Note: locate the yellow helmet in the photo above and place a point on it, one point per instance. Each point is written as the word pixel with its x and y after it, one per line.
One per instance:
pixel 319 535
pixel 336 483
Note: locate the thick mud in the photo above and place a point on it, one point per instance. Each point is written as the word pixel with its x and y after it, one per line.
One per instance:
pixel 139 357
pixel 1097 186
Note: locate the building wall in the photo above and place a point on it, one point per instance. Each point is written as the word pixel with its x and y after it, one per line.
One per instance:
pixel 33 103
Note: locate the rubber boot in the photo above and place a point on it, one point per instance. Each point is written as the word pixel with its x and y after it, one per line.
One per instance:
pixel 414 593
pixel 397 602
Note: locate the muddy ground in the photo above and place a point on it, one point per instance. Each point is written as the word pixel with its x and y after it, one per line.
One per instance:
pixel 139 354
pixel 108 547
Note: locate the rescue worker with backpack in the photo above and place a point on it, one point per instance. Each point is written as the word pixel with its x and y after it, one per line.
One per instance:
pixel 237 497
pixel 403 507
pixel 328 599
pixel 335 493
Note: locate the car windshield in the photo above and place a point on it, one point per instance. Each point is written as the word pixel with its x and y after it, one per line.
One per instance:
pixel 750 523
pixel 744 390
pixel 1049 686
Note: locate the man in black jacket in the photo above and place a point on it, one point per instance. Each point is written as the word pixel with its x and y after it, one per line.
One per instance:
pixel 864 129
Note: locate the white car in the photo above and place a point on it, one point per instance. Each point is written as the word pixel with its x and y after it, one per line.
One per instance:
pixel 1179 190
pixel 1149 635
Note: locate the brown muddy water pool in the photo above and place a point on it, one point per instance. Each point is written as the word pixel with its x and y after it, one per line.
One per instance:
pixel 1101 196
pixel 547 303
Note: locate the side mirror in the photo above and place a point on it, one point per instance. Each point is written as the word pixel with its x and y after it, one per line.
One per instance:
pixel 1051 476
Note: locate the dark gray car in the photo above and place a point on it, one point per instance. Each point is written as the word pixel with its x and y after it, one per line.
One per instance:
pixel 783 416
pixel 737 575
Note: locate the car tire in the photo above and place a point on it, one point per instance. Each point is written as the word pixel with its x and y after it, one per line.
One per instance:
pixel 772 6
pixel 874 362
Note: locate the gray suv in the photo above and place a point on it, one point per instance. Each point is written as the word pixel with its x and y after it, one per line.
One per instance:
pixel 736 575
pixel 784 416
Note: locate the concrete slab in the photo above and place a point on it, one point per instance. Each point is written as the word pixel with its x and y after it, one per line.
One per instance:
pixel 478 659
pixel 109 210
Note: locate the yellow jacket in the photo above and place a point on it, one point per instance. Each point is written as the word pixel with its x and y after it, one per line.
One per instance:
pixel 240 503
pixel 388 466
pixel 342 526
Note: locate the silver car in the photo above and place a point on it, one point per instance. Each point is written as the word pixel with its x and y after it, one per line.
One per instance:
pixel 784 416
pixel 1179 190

§ Directions
Transcribe all of the lines in the records precisely.

§ Full answer
Note: locate the yellow helmet in the photo above and place a point on it, one point per instance. Each point is written as the word pixel with its x and y after it, one per line.
One per instance:
pixel 319 535
pixel 336 483
Note: locate the thick mud in the photo above and place a point on it, one point per instance. Each point is written as the word pixel with its x and y after it, one per line.
One per instance:
pixel 139 357
pixel 1097 186
Note: locate the building wall in the photo above and place a point on it, one point per instance. Each point is written as the word pixel with its x and y after it, one per line.
One per instance:
pixel 33 103
Note: locate the rubber boot in the photo above and place a point on it, one point per instance. Each point is written as the word pixel with its x and y after it, one per line.
One per instance:
pixel 414 593
pixel 397 602
Note: locate the muddy ground in the photo above and place a point on it, one point per instance. Each point is written as the word pixel with its x and y after it, one per line.
One per instance:
pixel 139 354
pixel 108 547
Note: locate the rescue worker with backpack in the photo above and place a point on it, one point per instance. Each point is written as the word pixel with its x and y after it, one per line.
One per instance:
pixel 237 497
pixel 403 507
pixel 328 599
pixel 335 493
Note: locate the car windshield in the photo above and place a point on it, one point per instance. Each point is written as the word pixel with its x and y after it, one per line.
One per instance:
pixel 750 523
pixel 744 390
pixel 1049 686
Note: locate the man in black jacket in the photo above and place a point on it, one point per instance. Each point is written as the word pixel with its x and y after it, one per line.
One per instance:
pixel 864 129
Note: locate the white car in the photo above and place a point on it, one point per instance. Each point is written as the word pixel with its x and y after it, one per line.
One per instance:
pixel 1179 190
pixel 1149 635
Note: locate the brown muddy water pool in the photo above and place a point on it, one point per instance. Each point is written as the word pixel with its x and y after it, one per line.
One per instance:
pixel 1101 196
pixel 547 303
Note: locate the side mirror in the photo above and place a point on it, one point per instance. Each point is written as the word pixel with its x and y after it, one per line.
One per instance:
pixel 1051 476
Note: locate the dark gray car in the photo above and place a point on it, one point per instance. Each point is written as the word pixel with its x and y after it, one per line.
One per instance:
pixel 783 416
pixel 737 575
Note: locate the car tire in the photo above and place a point on it, one point per instance. Each point is written as the word pixel with its x and y after it, one per line.
One per instance:
pixel 772 6
pixel 874 362
Note: locate the gray suv in the photo above and place a point on it, one point per instance. Each point is written as the word pixel with its x and y after it, one per line.
One per instance:
pixel 736 575
pixel 784 416
Note: locate the concrete slab in the photo above and place a point on it, one point per instance. Each point is written as the word pixel with its x and y after it, one per line.
One per instance:
pixel 478 659
pixel 109 210
Note: locate the yellow jacket in the photo above and place a point on it, one point per instance. Each point is written as the word pixel with its x and y after it, one per line.
One per instance:
pixel 240 503
pixel 388 466
pixel 342 526
Note: locate the silver car in the photo above and place a point on it, one point per instance. Each point is written as the word pixel with its x and y after it, one per line.
One per instance:
pixel 784 416
pixel 1179 190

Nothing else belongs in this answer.